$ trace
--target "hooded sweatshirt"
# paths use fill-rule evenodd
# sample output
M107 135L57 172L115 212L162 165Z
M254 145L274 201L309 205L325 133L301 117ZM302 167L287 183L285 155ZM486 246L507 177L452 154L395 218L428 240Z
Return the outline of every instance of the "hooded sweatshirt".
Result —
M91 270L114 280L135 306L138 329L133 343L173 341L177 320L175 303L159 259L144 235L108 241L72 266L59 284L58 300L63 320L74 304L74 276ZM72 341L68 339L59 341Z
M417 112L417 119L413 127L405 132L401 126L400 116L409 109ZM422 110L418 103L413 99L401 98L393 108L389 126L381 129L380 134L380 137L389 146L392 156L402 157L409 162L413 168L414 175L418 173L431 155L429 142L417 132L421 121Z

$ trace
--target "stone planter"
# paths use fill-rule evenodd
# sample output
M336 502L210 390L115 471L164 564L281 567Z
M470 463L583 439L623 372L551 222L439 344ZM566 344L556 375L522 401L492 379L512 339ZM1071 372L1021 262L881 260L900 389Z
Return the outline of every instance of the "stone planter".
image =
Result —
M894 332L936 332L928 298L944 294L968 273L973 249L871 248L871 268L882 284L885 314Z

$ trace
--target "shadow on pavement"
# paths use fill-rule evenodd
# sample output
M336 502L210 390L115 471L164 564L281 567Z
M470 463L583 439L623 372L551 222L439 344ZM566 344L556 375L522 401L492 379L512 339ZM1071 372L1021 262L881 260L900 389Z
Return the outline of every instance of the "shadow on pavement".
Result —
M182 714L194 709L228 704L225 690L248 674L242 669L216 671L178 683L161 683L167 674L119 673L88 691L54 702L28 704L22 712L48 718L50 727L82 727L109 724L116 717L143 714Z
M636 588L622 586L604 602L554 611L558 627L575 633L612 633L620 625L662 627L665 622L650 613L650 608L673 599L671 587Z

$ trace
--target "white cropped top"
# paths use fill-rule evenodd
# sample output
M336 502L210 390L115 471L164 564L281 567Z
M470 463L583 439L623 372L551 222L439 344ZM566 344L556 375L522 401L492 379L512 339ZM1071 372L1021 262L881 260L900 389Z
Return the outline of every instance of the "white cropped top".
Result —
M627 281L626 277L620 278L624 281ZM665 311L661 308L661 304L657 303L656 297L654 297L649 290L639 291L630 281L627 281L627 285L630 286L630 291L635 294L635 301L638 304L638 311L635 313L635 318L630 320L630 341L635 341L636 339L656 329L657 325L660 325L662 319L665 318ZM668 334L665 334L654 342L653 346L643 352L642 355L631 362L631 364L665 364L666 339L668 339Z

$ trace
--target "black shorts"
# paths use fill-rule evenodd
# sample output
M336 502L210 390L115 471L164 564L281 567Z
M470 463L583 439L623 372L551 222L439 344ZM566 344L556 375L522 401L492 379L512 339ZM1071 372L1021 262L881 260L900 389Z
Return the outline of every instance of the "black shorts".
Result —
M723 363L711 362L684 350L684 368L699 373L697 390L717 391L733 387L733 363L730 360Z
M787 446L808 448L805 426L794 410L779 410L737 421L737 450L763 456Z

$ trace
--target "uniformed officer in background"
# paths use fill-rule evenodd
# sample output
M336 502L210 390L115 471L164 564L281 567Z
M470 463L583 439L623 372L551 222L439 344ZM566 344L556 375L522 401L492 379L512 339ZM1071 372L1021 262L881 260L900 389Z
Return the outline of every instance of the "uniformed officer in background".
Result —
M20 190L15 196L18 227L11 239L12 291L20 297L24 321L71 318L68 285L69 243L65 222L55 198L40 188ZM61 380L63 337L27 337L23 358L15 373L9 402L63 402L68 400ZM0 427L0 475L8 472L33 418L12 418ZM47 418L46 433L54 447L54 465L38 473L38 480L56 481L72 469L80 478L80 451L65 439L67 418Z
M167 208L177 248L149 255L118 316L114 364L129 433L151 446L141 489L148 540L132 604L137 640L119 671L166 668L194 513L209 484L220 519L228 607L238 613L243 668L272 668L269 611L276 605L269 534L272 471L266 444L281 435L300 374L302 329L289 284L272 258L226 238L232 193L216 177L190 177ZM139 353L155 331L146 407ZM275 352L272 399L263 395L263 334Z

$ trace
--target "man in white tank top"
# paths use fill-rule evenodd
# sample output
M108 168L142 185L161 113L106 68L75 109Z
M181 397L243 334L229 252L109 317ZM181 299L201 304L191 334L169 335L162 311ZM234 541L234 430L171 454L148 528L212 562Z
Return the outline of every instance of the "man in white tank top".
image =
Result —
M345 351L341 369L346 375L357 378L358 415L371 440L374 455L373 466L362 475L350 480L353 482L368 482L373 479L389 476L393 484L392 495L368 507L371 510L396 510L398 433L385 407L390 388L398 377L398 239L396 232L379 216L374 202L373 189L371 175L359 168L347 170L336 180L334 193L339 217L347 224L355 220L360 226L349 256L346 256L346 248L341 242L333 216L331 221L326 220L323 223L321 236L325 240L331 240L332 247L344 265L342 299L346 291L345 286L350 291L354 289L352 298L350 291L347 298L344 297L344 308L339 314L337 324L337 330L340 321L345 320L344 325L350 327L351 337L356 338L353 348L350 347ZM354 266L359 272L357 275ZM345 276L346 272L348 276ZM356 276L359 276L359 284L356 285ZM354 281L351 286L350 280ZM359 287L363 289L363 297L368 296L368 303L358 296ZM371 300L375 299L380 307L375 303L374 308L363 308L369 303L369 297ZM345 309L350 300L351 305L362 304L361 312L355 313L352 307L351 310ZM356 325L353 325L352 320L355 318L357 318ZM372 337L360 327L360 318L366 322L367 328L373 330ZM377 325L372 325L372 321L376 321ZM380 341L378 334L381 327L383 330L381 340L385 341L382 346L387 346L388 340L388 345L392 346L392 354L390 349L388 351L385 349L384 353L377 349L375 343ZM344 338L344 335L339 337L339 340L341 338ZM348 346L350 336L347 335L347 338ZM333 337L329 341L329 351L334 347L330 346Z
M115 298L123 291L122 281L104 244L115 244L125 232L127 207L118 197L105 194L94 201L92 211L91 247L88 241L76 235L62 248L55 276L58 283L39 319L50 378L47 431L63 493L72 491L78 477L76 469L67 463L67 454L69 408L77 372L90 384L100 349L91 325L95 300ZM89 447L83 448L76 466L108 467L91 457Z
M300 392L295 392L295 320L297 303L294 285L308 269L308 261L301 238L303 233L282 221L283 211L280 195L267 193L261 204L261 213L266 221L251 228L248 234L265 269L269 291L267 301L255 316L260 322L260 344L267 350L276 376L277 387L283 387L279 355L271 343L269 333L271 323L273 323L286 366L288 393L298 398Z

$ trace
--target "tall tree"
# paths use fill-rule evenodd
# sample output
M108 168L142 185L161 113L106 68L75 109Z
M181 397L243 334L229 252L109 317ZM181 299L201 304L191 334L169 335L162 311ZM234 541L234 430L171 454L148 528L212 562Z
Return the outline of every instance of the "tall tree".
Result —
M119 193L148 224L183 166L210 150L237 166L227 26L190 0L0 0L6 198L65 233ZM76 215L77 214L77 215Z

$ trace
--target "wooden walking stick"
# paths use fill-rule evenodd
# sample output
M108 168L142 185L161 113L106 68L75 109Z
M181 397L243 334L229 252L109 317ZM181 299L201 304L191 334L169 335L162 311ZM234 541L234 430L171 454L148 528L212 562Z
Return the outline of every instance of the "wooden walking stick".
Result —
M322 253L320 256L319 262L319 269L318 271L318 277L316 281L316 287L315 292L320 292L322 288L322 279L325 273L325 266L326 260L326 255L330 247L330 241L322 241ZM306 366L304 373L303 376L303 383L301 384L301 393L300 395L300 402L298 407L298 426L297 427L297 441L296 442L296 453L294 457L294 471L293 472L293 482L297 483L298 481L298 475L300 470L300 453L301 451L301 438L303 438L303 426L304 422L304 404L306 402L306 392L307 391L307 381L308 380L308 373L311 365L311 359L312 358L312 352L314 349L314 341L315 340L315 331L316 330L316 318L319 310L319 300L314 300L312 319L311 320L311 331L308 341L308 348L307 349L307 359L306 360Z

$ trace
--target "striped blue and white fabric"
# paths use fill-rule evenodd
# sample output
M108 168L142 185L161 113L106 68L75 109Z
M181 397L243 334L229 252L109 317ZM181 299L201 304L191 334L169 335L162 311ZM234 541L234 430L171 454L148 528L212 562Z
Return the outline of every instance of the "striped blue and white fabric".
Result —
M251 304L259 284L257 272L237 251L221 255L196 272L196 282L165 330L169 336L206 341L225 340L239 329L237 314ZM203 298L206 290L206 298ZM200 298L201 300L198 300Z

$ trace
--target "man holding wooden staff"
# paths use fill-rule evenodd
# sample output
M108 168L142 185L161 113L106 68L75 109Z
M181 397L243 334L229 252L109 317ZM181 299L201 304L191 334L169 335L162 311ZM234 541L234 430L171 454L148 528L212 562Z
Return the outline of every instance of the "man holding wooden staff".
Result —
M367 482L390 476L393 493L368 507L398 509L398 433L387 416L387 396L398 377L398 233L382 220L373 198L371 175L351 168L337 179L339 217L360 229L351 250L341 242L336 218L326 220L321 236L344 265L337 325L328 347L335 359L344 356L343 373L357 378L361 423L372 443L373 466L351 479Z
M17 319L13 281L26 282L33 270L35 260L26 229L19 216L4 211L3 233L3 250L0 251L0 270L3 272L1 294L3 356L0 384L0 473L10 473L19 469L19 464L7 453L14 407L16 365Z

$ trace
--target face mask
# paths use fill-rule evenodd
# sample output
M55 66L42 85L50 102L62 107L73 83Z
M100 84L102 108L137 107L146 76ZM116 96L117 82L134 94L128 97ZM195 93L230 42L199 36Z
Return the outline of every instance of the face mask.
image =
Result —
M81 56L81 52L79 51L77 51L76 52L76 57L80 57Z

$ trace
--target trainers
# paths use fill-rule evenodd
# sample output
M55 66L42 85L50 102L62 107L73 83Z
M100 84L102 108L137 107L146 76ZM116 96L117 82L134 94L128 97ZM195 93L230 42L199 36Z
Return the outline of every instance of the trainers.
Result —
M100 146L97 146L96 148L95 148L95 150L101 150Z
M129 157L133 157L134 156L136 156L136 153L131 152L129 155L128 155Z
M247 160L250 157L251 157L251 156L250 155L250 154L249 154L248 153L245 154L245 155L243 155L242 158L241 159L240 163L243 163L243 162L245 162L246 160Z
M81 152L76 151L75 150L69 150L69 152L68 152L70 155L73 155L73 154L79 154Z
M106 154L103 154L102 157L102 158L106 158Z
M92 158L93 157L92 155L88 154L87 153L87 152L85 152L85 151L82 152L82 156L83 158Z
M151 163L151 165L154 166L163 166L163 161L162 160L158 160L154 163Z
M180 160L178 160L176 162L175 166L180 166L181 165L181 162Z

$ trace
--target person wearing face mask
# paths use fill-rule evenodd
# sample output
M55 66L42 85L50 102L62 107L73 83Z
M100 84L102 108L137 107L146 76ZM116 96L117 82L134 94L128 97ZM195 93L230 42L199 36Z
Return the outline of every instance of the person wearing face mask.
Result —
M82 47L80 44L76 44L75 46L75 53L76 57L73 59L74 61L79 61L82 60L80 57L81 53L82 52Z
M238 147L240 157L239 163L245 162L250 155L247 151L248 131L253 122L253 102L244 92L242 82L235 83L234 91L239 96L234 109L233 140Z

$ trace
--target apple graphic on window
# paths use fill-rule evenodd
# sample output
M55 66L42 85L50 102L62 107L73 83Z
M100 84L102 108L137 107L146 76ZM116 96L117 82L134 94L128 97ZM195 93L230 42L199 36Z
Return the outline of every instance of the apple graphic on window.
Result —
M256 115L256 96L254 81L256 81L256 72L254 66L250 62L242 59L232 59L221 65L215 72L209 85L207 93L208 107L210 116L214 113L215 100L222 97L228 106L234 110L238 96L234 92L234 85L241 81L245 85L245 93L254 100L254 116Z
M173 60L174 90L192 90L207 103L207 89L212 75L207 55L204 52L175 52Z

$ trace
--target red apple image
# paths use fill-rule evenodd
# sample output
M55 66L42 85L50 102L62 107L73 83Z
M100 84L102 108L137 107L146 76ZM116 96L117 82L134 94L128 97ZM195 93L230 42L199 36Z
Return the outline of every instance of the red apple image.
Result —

------------------------------------------------------------------------

» **BRIEF**: Give the lines of the rows above, from the first line through the line that contains "M91 270L114 280L135", as a JSON list of strings with one string per line, leaving out blank lines.

» **WRITTEN ANSWER**:
[
  "$ trace",
  "--target \"hooded sweatshirt\"",
  "# paths use fill-rule evenodd",
  "# sample output",
  "M107 135L57 172L115 212L162 165Z",
  "M254 145L274 201L309 205L325 133L301 117ZM302 167L287 183L285 155ZM486 246L507 177L452 154L395 218L428 240Z",
  "Return the outline of every instance of the \"hooded sweatshirt\".",
  "Result —",
  "M91 270L114 280L135 306L138 329L133 343L173 341L177 320L175 303L159 259L144 235L108 241L72 266L59 284L58 300L63 320L74 304L74 276ZM72 341L68 339L59 341Z"
]